▶ _WHAT IS EXPECTED_: Rewrite the section of the lines that starts with the line containing "If you could tag the dryer" and runs through the final line. Include the requests, and scale every coordinate in the answers by 0.4, rounding to whole numbers with halves rounded up.

[Object position labeling entries]
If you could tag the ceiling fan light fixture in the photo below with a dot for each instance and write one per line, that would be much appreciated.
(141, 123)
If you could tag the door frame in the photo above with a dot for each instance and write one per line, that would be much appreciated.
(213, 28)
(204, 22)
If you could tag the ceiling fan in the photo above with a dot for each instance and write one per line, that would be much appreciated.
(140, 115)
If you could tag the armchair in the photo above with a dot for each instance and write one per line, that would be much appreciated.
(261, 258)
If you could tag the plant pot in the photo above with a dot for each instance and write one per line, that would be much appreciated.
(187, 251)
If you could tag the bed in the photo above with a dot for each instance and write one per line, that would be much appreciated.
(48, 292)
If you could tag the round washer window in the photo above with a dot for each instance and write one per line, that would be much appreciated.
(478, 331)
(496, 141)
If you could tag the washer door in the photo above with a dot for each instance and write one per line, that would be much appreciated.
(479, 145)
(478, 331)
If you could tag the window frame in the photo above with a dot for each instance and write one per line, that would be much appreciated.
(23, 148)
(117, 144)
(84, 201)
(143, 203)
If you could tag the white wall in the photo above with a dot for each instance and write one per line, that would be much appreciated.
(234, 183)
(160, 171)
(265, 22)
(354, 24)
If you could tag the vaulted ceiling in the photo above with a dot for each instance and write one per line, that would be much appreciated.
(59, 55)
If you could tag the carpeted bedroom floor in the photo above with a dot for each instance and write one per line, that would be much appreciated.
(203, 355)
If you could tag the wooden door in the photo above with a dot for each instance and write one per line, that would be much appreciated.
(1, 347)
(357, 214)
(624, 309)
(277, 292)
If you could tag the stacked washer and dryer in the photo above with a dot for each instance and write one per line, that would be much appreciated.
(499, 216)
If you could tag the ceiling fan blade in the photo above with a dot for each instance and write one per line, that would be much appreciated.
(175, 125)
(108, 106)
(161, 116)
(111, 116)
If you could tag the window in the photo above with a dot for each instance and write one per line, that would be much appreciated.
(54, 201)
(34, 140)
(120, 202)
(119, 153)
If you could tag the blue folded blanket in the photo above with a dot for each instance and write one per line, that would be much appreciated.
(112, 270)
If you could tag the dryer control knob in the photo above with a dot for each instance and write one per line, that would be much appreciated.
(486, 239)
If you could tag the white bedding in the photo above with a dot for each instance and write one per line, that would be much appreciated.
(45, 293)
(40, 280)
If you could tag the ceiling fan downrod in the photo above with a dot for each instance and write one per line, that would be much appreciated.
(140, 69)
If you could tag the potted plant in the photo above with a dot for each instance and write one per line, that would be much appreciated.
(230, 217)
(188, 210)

▶ _EXERCISE SOLUTION_:
If you could tag the dryer control knob in the photo above with a dot for each instance and write one per line, that would be much appreciated.
(194, 96)
If you could tag the white bedding in the photo above with a dot for each instance and write one per line, that would be much appreciated.
(18, 117)
(16, 112)
If you could tag the ceiling fan downrod in the photo above with a dot for each instance and write one per line, that would be much appreciated.
(56, 28)
If you could tag the potted plant in the photo above with a dot for each instance and write one per line, that would be much appreciated.
(92, 87)
(75, 84)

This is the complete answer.